Task objective. Could you reproduce only the items from the start through the line containing "box: [669, 194, 722, 314]", swapping "high-resolution" for "fine-grained" and changing nothing else?

============================================================

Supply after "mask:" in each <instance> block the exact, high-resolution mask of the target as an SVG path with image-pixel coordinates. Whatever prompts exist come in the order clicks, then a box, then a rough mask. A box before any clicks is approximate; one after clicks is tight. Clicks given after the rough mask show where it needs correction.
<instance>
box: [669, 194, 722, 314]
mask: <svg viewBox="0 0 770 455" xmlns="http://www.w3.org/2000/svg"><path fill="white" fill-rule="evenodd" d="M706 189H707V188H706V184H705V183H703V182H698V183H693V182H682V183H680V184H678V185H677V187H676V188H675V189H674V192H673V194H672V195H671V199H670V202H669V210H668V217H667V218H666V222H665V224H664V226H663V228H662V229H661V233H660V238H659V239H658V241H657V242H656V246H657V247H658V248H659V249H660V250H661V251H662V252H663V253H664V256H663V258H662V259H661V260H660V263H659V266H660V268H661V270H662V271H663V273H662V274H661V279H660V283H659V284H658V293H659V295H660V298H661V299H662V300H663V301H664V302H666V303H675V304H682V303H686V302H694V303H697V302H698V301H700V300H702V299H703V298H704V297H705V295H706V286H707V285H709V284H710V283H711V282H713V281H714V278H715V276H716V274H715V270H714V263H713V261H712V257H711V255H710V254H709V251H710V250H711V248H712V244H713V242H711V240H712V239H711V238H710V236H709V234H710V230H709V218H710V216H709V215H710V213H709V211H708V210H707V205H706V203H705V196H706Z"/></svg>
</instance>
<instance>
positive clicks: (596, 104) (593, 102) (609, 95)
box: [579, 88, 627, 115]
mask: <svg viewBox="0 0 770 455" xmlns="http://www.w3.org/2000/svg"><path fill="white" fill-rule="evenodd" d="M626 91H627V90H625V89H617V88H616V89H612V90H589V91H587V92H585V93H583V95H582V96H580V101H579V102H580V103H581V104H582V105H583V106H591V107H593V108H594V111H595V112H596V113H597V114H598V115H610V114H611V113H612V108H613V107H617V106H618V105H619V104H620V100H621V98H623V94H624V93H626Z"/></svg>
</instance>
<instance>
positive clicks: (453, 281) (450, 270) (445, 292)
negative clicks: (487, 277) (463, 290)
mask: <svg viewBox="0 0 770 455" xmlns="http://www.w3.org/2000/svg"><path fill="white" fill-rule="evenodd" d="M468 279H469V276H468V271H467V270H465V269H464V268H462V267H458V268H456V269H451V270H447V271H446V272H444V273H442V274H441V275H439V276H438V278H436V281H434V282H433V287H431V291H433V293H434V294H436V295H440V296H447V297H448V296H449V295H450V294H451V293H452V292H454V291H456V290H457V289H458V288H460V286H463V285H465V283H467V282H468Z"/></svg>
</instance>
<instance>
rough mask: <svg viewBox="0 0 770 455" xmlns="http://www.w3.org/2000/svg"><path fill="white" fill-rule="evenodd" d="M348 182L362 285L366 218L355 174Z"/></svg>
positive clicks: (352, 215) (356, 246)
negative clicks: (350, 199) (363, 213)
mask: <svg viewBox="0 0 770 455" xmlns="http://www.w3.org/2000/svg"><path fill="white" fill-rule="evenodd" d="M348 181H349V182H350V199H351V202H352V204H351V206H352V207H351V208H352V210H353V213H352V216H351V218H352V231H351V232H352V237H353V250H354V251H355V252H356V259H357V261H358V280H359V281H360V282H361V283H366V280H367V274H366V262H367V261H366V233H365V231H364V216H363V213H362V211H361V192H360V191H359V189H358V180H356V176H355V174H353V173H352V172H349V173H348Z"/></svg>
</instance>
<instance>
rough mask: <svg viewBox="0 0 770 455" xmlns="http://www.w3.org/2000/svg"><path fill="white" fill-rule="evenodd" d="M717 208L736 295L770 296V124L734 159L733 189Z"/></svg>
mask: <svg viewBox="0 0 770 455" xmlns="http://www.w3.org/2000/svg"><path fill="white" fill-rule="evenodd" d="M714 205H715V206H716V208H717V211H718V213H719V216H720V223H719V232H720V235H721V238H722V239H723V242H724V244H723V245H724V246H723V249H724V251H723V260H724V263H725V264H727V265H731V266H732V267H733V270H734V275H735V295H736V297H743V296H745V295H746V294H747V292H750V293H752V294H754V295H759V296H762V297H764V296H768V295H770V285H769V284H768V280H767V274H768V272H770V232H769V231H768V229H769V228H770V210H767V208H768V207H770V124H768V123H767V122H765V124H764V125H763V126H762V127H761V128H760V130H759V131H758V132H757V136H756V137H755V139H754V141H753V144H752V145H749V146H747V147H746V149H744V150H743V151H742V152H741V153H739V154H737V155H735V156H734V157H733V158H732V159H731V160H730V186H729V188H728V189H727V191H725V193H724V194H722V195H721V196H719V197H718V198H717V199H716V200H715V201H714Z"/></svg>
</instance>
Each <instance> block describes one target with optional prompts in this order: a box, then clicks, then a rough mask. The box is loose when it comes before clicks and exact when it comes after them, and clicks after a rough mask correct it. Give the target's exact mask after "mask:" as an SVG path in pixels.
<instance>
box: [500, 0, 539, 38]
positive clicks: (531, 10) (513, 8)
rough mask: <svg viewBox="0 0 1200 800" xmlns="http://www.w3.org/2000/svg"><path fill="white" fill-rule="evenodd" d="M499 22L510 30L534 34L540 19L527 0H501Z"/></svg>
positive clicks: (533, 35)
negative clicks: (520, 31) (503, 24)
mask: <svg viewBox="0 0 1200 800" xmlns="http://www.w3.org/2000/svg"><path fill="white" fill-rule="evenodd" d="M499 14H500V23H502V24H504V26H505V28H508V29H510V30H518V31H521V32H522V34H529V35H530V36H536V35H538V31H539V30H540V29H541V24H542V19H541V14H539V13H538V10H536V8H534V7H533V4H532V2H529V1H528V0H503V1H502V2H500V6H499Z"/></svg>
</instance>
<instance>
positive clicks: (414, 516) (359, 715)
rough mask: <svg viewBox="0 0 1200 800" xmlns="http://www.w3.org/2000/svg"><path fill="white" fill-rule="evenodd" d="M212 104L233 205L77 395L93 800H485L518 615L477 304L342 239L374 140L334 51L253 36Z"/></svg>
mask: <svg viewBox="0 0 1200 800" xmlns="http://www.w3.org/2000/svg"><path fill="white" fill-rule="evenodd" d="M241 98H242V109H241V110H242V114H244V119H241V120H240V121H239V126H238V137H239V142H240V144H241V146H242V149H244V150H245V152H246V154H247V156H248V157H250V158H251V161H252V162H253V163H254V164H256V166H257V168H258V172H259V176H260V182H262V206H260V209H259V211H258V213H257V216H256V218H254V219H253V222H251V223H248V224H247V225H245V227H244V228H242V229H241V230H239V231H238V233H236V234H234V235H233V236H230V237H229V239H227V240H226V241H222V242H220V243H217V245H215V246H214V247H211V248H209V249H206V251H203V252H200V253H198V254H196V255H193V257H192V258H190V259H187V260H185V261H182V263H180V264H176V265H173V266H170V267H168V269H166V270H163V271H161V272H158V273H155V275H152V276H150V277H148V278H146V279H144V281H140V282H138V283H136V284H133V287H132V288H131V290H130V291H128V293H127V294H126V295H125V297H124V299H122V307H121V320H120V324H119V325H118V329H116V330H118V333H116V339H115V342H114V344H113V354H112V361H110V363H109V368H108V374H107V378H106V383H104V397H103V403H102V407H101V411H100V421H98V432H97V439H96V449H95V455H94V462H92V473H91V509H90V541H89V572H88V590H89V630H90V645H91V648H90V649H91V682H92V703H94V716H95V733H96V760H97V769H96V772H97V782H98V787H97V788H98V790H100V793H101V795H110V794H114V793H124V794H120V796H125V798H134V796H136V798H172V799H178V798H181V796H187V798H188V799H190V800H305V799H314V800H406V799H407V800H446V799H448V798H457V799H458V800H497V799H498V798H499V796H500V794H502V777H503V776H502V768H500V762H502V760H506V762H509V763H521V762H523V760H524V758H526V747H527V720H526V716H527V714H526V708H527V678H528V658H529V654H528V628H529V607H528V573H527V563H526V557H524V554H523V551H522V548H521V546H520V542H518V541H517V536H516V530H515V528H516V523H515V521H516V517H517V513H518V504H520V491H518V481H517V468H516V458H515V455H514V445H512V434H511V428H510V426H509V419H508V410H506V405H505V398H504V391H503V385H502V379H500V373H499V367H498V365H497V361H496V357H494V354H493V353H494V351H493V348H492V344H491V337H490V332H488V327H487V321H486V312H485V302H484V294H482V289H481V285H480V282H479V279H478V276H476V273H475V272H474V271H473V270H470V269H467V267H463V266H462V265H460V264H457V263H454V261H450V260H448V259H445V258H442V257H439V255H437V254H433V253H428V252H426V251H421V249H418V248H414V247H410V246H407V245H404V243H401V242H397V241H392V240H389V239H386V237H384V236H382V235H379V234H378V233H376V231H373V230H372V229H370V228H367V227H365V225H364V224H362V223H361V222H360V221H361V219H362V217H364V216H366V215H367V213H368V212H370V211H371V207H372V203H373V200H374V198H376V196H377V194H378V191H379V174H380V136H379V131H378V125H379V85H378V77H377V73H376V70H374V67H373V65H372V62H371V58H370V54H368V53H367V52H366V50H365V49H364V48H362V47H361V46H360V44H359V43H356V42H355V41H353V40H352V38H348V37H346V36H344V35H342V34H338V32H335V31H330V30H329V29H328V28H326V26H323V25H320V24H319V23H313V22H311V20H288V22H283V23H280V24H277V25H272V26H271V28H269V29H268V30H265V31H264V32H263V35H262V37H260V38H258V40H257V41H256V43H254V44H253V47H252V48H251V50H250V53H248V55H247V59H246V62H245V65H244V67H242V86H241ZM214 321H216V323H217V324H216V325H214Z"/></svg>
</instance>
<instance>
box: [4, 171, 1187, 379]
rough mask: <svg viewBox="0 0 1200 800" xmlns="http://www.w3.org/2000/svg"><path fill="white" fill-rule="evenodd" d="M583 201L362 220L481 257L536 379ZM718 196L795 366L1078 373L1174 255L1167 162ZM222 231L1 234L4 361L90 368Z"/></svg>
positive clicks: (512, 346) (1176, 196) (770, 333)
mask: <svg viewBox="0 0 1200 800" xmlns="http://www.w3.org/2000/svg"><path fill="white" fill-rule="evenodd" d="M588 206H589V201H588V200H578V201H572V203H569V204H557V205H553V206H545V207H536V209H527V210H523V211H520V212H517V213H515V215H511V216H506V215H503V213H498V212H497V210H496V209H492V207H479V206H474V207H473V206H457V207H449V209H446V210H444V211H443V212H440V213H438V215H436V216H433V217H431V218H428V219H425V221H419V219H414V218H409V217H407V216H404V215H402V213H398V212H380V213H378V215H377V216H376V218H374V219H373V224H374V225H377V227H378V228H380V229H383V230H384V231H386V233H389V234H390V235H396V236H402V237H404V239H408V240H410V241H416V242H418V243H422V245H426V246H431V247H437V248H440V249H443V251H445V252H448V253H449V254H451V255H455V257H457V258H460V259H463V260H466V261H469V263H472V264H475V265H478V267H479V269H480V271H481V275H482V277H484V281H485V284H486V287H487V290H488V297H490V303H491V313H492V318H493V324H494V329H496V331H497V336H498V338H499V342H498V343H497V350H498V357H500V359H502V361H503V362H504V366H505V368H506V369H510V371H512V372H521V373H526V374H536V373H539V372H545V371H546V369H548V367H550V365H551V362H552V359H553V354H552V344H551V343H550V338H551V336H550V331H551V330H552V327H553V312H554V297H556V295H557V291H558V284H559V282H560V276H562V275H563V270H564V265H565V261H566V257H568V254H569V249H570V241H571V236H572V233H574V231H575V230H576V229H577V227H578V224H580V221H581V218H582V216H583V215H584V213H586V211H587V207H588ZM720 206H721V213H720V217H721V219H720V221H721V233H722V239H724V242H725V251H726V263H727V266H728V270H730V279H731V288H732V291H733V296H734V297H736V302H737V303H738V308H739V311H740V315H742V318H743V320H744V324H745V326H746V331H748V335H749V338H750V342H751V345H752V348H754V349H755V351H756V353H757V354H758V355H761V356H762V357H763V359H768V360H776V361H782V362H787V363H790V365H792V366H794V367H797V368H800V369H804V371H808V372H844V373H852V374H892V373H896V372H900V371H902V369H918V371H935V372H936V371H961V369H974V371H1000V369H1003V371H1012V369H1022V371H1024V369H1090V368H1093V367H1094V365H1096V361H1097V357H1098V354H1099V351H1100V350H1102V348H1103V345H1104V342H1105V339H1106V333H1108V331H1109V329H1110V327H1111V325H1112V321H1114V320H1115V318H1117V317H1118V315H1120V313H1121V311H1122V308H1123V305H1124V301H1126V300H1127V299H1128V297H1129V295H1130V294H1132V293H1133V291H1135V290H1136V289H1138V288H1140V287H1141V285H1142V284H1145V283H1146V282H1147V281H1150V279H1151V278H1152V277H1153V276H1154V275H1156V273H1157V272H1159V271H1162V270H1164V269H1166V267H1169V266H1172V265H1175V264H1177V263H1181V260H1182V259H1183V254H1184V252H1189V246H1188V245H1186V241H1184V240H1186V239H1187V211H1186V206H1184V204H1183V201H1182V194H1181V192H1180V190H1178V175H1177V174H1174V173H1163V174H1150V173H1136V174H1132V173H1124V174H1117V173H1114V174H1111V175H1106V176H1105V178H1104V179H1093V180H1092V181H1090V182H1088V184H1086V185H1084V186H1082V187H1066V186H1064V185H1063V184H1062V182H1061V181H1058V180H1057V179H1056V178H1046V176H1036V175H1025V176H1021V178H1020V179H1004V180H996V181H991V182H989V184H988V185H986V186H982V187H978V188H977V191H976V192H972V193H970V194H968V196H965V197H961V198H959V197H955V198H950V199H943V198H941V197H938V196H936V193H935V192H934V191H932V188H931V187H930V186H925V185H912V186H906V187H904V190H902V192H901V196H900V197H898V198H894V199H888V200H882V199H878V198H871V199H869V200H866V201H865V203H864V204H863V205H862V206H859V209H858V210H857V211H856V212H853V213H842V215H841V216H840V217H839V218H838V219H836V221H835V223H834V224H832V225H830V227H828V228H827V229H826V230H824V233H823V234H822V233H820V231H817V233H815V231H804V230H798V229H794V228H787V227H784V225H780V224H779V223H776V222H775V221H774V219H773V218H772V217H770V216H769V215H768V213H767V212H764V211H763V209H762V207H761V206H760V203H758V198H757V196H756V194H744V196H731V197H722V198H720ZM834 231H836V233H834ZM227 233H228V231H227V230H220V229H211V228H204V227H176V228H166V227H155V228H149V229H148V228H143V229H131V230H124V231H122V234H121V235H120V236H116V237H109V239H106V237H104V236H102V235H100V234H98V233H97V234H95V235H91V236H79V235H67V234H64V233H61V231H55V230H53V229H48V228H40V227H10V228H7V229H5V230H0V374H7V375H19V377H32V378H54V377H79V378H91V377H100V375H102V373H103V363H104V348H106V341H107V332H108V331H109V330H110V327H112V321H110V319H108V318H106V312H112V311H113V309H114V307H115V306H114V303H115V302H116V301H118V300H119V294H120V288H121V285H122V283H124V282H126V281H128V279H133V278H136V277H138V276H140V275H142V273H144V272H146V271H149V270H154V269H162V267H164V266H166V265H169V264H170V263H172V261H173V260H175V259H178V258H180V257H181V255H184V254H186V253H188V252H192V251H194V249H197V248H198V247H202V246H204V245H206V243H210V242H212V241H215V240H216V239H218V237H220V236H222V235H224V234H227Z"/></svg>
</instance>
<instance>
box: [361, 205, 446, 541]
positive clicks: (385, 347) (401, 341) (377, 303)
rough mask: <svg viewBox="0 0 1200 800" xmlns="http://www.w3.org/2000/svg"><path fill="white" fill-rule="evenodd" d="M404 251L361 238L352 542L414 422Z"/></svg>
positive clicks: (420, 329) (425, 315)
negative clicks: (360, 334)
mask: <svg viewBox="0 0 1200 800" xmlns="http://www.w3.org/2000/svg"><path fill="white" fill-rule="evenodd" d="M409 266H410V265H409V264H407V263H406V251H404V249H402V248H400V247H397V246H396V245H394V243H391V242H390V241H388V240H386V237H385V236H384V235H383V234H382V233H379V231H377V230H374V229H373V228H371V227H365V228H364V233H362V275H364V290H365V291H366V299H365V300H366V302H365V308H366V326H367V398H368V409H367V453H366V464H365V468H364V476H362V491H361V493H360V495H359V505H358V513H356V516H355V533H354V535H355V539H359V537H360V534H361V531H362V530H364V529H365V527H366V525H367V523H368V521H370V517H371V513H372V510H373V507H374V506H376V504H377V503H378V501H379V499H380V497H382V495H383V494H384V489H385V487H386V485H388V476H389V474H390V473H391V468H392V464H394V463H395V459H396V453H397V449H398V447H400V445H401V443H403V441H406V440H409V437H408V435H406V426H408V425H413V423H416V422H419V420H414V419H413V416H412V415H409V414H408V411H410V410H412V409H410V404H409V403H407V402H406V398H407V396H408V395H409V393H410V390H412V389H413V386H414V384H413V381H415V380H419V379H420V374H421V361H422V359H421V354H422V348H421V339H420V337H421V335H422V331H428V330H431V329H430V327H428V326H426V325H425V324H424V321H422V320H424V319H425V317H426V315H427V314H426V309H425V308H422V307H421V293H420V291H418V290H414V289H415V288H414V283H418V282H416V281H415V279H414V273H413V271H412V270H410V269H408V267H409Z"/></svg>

============================================================

Answer box.
Supply after "mask:" in each <instance> block the exact, fine-grained mask of the target as an SVG path with image-pixel coordinates. Whatever prompts exist come in the order clicks, then a box, then a rough mask. A box before any clicks is approximate; one after clicks is tight. Clicks given after the rough mask show where it needs correction.
<instance>
box: [669, 194, 722, 314]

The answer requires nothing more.